─── 抜粋
浦和の皆さんが好きな街であり続けるためのお店づくりとは
さいたま市 浦和区 /「JR浦和駅」 徒歩4分
大熊 あゆ美
━ 何を専門に活動されていますか?
(姉:真理子さん)
今年の2月2日に姉妹(姉:齋藤真理子さん、妹:愛理さん)で花屋カフェをオープンしました。
カフェとしてはグルテンフリーや植物性のミルクなどを使用して、動物性のバターや小麦粉を使わずプラントベースでカフェやお菓子を作っています。特に浦和ってこういったものを求めている人が多い印象なんですよね。30代以上の女性がメインでご来店いただき、自宅用にお花を飾りたいという方も多いです。それに私が花屋、妹がカフェとそれぞれの専門がありますが、花とカフェって相性が良いんです。お花の「プラント」とプラントベースの「プラント」をかけられたのも面白いし、どうせだったらこだわりを持った形の方がいいよねというのもあって、花屋カフェというだけではなく屋号の後ろに「花屋とプラントベース」という名前もいれています。
──────
== 課題 A ==
リストのうち、文字列「rough」を含む行をすべて選び、書き写してください。
抜粋とリストは出典が異なります。
─── 表示データ
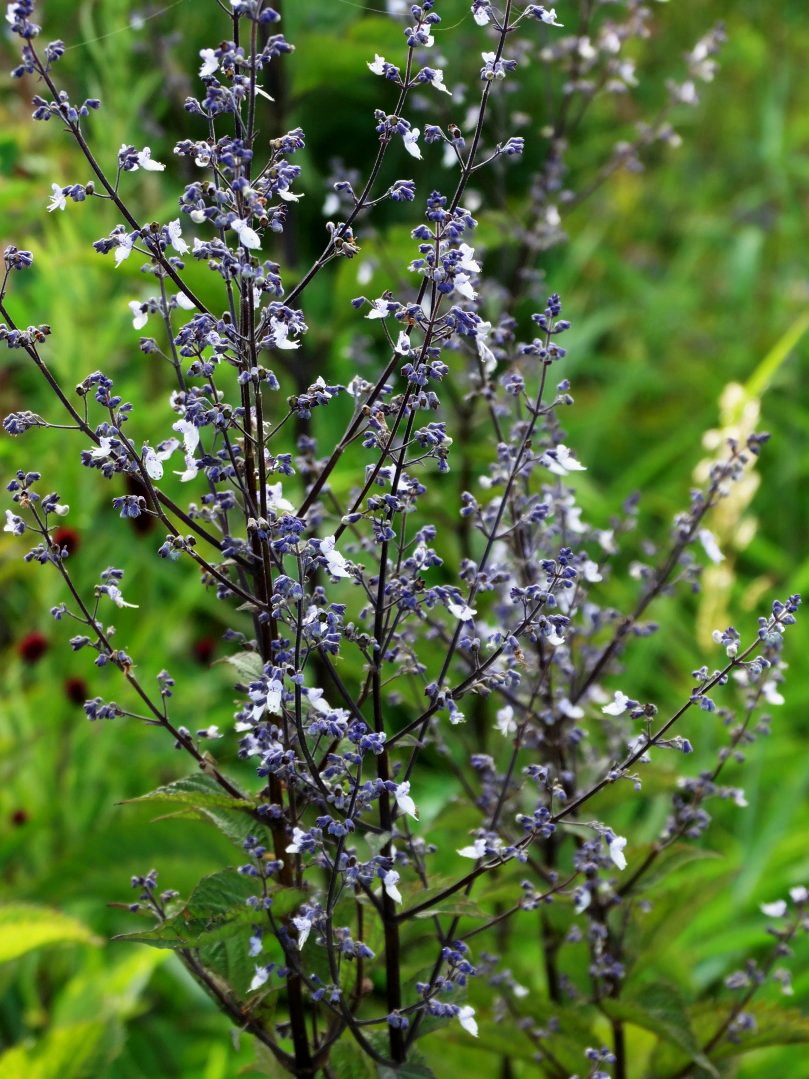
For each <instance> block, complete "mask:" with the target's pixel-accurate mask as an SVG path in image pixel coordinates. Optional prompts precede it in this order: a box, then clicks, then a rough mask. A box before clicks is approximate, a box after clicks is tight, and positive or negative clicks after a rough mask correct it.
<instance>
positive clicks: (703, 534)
mask: <svg viewBox="0 0 809 1079" xmlns="http://www.w3.org/2000/svg"><path fill="white" fill-rule="evenodd" d="M697 538H698V540H699V542H700V543H701V544H702V548H703V550H704V552H705V555H708V557H709V558H710V559H711V561H712V562H714V563H717V564H718V563H719V562H724V561H725V556H724V555H723V554H722V551H721V550H719V545H718V543H717V542H716V536H715V535H714V534H713V532H711V530H710V529H700V530H699V532H698V533H697Z"/></svg>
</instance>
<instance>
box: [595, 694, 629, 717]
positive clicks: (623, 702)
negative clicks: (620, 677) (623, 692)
mask: <svg viewBox="0 0 809 1079" xmlns="http://www.w3.org/2000/svg"><path fill="white" fill-rule="evenodd" d="M629 701H630V698H629V697H627V696H625V694H622V693H621V692H620V689H617V691H616V694H615V696H614V697H613V699H612V701H611V702H609V704H608V705H604V707H603V708H602V712H603V713H604V714H605V715H623V713H625V712H626V710H627V706H628V705H629Z"/></svg>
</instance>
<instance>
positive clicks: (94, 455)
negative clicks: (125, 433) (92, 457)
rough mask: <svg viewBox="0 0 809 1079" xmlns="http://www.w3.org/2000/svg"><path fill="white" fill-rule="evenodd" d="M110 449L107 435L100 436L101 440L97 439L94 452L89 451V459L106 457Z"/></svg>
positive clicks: (110, 443) (108, 437)
mask: <svg viewBox="0 0 809 1079" xmlns="http://www.w3.org/2000/svg"><path fill="white" fill-rule="evenodd" d="M111 447H112V439H111V438H109V437H108V436H107V435H102V436H101V438H99V439H98V446H96V448H95V449H94V450H91V451H90V455H91V457H106V456H107V454H108V453H109V452H110V449H111Z"/></svg>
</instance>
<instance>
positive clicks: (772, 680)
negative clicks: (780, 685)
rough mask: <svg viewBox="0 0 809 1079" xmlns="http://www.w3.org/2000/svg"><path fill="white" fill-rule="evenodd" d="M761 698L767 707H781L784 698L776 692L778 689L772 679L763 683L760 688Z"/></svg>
mask: <svg viewBox="0 0 809 1079" xmlns="http://www.w3.org/2000/svg"><path fill="white" fill-rule="evenodd" d="M762 696H763V697H764V699H765V700H766V701H767V704H768V705H783V702H784V698H783V696H782V695H781V694H780V693H779V692H778V687H777V685H776V682H774V680H773V679H770V680H769V681H768V682H765V683H764V685H763V686H762Z"/></svg>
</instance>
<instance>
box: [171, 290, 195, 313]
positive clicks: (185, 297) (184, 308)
mask: <svg viewBox="0 0 809 1079" xmlns="http://www.w3.org/2000/svg"><path fill="white" fill-rule="evenodd" d="M175 303H176V304H177V306H178V308H182V310H183V311H195V310H196V304H195V303H194V301H193V300H190V299H189V298H188V297H187V296H186V293H184V292H178V293H177V296H176V297H175Z"/></svg>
──────
== 課題 B ==
抜粋について、次の問いに答えてください。
(i) 店は「JR浦和駅」から徒歩何分ですか。
(ii) 姉妹が花屋カフェをオープンしたのはいつですか。
(iii) 屋号の後ろに入れている名前は何ですか。

== 解答 A ==
For each <instance> block, complete "mask:" with the target's pixel-accurate mask as an SVG path in image pixel coordinates. Optional prompts precede it in this order: a box, then clicks, then a rough mask. A box before clicks is approximate, a box after clicks is tight, and positive or negative clicks after a rough mask correct it.
rough mask: <svg viewBox="0 0 809 1079" xmlns="http://www.w3.org/2000/svg"><path fill="white" fill-rule="evenodd" d="M110 449L107 435L100 436L101 440L97 439L94 452L89 451V459L106 457Z"/></svg>
rough mask: <svg viewBox="0 0 809 1079" xmlns="http://www.w3.org/2000/svg"><path fill="white" fill-rule="evenodd" d="M761 698L767 707H781L784 698L776 692L778 689L772 679L763 683L760 688Z"/></svg>

== 解答 B ==
(i) 徒歩4分。
(ii) 今年の2月2日。
(iii) 「花屋とプラントベース」。